Task material:
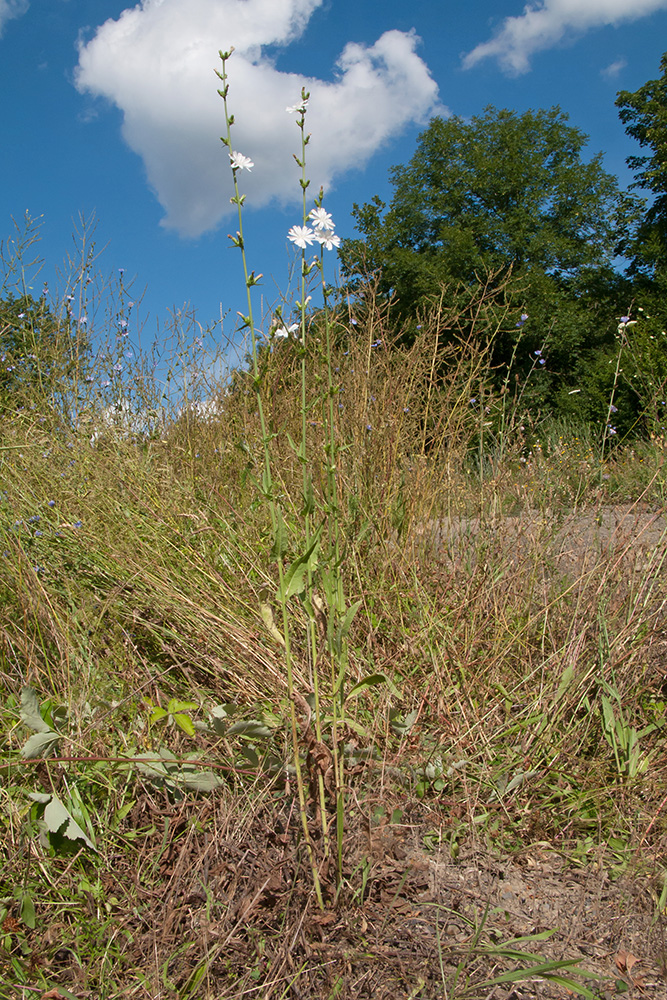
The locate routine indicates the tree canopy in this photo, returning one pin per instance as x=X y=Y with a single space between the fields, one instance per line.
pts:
x=503 y=190
x=644 y=114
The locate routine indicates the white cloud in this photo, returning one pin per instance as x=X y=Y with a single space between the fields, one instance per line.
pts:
x=544 y=24
x=10 y=9
x=156 y=62
x=611 y=71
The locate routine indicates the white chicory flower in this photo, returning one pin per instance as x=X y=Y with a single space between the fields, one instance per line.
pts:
x=321 y=219
x=301 y=235
x=299 y=109
x=240 y=162
x=282 y=333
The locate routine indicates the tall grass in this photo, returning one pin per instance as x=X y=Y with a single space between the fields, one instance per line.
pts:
x=349 y=566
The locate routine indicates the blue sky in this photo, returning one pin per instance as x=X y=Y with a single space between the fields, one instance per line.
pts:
x=110 y=110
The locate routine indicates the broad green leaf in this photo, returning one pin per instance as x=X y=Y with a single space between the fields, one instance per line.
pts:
x=252 y=729
x=181 y=706
x=30 y=713
x=373 y=680
x=27 y=911
x=402 y=725
x=267 y=618
x=57 y=817
x=200 y=781
x=295 y=576
x=39 y=745
x=185 y=723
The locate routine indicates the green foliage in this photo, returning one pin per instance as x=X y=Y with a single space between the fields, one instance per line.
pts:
x=644 y=114
x=506 y=202
x=40 y=353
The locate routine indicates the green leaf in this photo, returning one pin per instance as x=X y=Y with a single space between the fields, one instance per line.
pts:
x=59 y=819
x=200 y=781
x=402 y=725
x=251 y=729
x=373 y=680
x=30 y=713
x=185 y=723
x=267 y=618
x=39 y=745
x=181 y=706
x=27 y=910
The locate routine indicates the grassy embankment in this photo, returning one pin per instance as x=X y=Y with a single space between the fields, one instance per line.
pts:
x=523 y=699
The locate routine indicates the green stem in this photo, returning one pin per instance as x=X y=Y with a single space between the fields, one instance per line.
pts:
x=267 y=482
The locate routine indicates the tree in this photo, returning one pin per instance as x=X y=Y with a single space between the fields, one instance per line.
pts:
x=40 y=354
x=508 y=195
x=502 y=190
x=644 y=114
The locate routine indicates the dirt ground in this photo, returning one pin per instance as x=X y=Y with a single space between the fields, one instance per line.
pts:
x=218 y=902
x=240 y=904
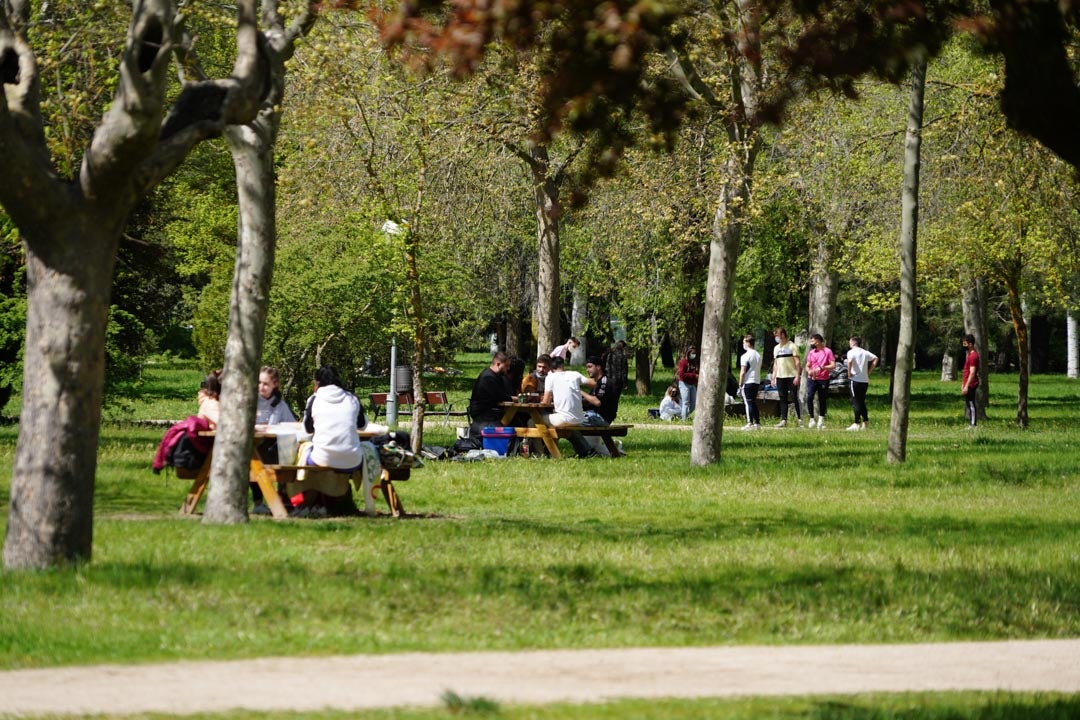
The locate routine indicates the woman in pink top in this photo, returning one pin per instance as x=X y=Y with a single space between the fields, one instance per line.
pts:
x=820 y=364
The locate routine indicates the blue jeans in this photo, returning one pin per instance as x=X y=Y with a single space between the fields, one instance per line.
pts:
x=689 y=397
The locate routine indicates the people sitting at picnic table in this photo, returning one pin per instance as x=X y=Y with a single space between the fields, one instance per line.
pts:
x=566 y=349
x=563 y=391
x=604 y=399
x=210 y=392
x=491 y=388
x=332 y=416
x=532 y=383
x=271 y=409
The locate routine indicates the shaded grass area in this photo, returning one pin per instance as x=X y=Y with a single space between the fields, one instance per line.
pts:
x=797 y=537
x=905 y=706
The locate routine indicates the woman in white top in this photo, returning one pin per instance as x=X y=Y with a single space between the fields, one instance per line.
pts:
x=750 y=378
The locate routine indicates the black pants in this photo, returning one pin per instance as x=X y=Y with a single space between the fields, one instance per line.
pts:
x=859 y=399
x=819 y=388
x=785 y=388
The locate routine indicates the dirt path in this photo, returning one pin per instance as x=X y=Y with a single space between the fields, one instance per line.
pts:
x=585 y=676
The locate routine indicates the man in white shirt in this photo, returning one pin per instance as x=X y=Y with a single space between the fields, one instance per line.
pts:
x=860 y=363
x=563 y=390
x=750 y=380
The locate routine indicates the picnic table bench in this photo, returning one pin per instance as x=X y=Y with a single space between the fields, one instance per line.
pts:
x=435 y=399
x=267 y=477
x=551 y=434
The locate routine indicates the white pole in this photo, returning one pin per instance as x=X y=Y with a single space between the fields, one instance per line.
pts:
x=392 y=398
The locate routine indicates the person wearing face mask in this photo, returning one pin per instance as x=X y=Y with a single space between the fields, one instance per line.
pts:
x=687 y=376
x=820 y=363
x=785 y=375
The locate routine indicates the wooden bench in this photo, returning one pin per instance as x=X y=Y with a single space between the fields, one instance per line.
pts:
x=379 y=403
x=386 y=484
x=439 y=404
x=551 y=434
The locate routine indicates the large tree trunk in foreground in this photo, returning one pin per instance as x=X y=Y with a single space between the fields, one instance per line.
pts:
x=705 y=447
x=71 y=231
x=252 y=147
x=908 y=231
x=52 y=487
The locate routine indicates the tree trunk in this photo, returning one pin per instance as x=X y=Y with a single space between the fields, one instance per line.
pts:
x=1012 y=277
x=578 y=327
x=705 y=447
x=908 y=231
x=252 y=147
x=974 y=323
x=643 y=371
x=545 y=200
x=69 y=281
x=1072 y=349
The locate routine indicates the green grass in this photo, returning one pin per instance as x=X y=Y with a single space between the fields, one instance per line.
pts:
x=797 y=537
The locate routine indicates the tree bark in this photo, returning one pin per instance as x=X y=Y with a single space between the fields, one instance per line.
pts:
x=52 y=487
x=705 y=447
x=908 y=231
x=252 y=147
x=71 y=231
x=545 y=201
x=1071 y=347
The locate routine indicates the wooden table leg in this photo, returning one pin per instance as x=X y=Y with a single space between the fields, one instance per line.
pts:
x=390 y=494
x=268 y=484
x=198 y=487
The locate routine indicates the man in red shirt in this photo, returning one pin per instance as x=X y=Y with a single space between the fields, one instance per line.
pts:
x=970 y=377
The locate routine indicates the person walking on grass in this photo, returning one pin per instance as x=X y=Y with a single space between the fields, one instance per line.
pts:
x=820 y=364
x=785 y=375
x=970 y=379
x=860 y=363
x=750 y=380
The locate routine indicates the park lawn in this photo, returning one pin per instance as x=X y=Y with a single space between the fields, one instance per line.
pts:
x=797 y=537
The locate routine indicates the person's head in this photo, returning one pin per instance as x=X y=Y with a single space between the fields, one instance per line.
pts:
x=269 y=382
x=543 y=365
x=594 y=367
x=327 y=376
x=211 y=386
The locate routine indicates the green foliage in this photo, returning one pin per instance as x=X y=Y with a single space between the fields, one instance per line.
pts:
x=800 y=537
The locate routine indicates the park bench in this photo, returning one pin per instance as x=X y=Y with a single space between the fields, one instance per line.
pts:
x=606 y=433
x=437 y=404
x=386 y=484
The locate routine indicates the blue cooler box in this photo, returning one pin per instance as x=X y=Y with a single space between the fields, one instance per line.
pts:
x=497 y=438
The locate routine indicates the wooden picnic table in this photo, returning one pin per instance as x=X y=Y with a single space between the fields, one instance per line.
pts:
x=550 y=434
x=267 y=477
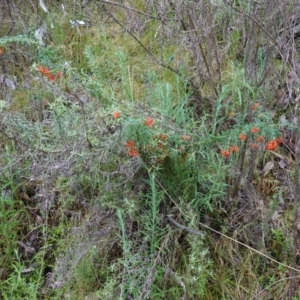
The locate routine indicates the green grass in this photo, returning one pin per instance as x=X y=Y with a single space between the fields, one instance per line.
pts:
x=90 y=192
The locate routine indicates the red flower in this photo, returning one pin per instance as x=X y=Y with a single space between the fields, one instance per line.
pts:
x=260 y=139
x=279 y=140
x=254 y=146
x=149 y=122
x=133 y=152
x=225 y=153
x=130 y=144
x=116 y=115
x=255 y=106
x=272 y=145
x=186 y=137
x=234 y=149
x=243 y=137
x=254 y=129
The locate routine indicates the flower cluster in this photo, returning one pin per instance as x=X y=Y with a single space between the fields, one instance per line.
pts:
x=132 y=151
x=149 y=122
x=273 y=144
x=116 y=115
x=228 y=152
x=47 y=73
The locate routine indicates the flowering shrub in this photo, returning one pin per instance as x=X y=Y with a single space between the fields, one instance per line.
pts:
x=47 y=73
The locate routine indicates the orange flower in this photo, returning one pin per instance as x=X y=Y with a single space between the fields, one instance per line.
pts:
x=50 y=77
x=234 y=149
x=255 y=106
x=243 y=137
x=116 y=115
x=260 y=139
x=254 y=146
x=272 y=145
x=149 y=122
x=129 y=144
x=254 y=129
x=186 y=137
x=133 y=152
x=279 y=140
x=225 y=153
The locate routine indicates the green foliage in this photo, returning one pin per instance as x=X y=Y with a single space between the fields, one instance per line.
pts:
x=118 y=127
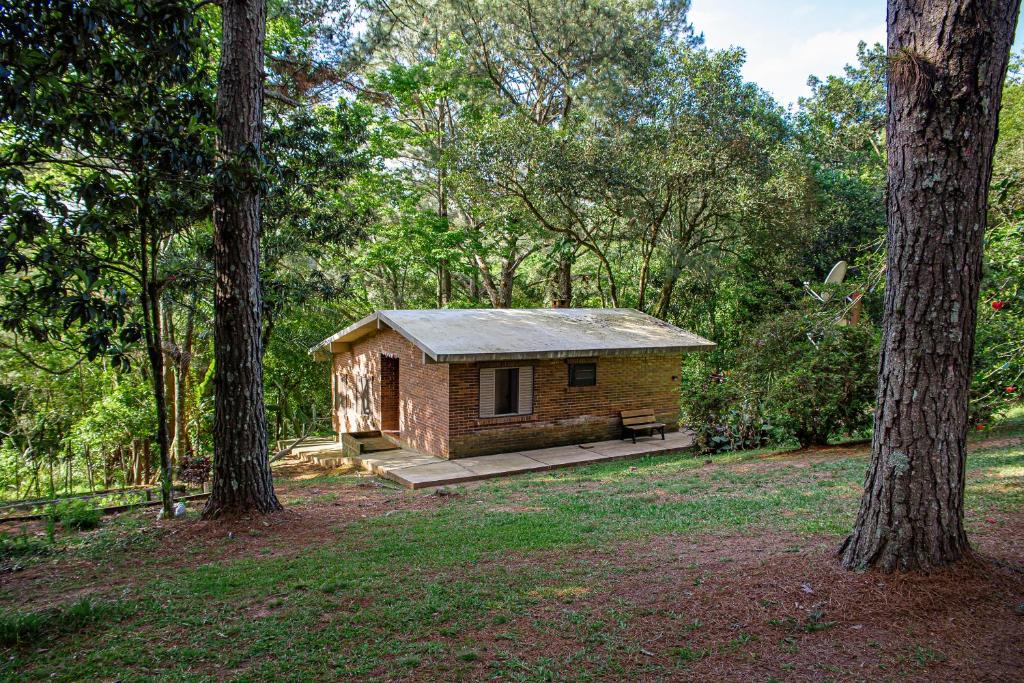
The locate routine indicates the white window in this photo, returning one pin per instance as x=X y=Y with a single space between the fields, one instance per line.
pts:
x=506 y=391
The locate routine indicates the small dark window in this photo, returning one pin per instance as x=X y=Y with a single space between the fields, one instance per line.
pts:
x=583 y=374
x=506 y=390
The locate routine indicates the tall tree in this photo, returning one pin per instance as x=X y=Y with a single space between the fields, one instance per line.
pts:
x=242 y=480
x=102 y=161
x=947 y=62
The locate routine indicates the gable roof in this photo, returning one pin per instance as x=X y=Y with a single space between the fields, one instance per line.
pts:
x=466 y=335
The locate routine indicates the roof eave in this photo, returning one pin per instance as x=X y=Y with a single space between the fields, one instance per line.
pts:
x=571 y=353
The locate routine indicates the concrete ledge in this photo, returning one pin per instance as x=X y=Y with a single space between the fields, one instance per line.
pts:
x=415 y=470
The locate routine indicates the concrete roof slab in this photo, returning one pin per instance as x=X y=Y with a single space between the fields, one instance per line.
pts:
x=506 y=334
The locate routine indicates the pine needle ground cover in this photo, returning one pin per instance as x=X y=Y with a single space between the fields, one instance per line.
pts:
x=663 y=568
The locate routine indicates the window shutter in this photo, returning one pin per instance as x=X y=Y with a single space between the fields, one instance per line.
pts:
x=486 y=392
x=525 y=390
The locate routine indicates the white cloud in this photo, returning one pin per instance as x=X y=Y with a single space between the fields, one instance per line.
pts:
x=786 y=42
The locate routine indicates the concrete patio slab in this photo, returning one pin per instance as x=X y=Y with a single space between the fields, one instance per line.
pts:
x=418 y=470
x=499 y=464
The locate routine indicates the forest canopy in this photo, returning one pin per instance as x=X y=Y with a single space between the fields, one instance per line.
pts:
x=441 y=154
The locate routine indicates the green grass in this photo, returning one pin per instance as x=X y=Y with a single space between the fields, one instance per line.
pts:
x=391 y=596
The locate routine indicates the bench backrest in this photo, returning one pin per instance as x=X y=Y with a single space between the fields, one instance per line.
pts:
x=640 y=417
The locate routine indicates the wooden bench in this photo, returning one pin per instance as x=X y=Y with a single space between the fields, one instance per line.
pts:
x=642 y=420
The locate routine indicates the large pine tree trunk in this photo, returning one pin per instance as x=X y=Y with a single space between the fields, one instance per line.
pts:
x=947 y=61
x=242 y=479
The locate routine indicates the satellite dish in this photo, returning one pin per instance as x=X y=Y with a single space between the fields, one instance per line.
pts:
x=836 y=276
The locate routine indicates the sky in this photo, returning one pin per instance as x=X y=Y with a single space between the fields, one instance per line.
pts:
x=788 y=40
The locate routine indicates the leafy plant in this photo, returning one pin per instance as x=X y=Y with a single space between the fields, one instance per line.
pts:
x=195 y=470
x=725 y=419
x=815 y=377
x=76 y=514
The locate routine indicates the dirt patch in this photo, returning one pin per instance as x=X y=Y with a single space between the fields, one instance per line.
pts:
x=194 y=542
x=771 y=605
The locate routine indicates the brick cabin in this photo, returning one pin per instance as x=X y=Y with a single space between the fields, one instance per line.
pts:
x=468 y=382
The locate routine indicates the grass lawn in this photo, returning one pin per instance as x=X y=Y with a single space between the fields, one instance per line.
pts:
x=660 y=568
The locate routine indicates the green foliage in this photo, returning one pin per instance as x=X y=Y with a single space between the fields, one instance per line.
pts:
x=815 y=377
x=20 y=546
x=19 y=628
x=724 y=417
x=195 y=470
x=124 y=413
x=76 y=514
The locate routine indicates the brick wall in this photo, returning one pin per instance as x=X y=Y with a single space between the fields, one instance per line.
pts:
x=562 y=414
x=423 y=392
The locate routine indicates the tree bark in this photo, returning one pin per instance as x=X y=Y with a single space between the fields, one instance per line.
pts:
x=562 y=286
x=947 y=62
x=242 y=478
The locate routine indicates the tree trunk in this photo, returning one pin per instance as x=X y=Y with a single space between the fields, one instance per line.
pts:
x=947 y=63
x=182 y=365
x=242 y=478
x=148 y=250
x=563 y=283
x=168 y=342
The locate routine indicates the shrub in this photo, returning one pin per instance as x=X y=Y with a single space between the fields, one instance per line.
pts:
x=814 y=377
x=76 y=514
x=14 y=547
x=195 y=471
x=724 y=418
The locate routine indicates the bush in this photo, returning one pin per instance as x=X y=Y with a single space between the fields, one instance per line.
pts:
x=15 y=547
x=724 y=419
x=76 y=514
x=814 y=377
x=195 y=471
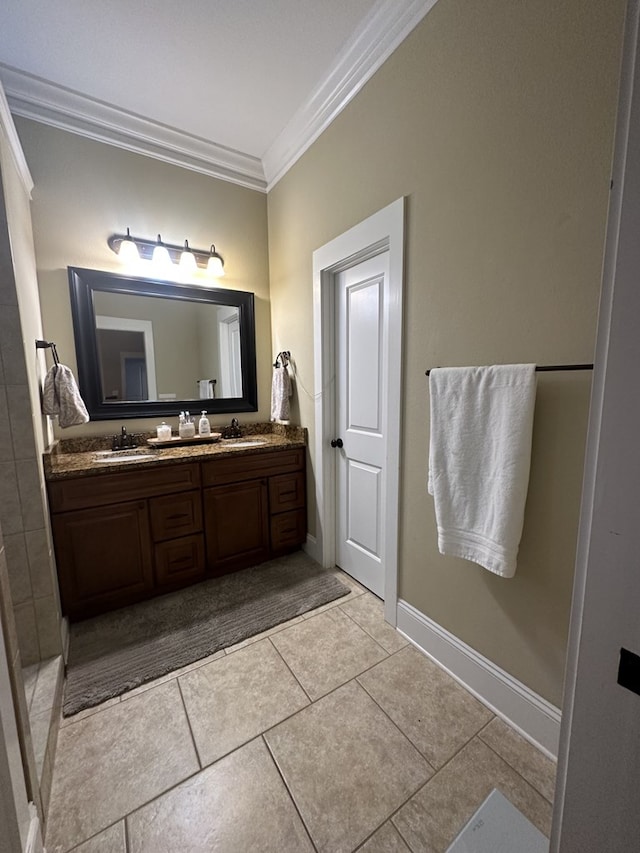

What is expected: Which of the lines above contain the word "brick"? Copy out each of those lines in full, and treat uppercase and lowercase as different.

Completed task:
The locate routine indicates the brick cabin in this photo, returning one pin per instance as x=X y=Y with a single space between the fields, one instance per line.
The locate routine indicates the brick wall in this photo, returning one pin per instance as x=X y=Y with a single space between the fields, one instance per line.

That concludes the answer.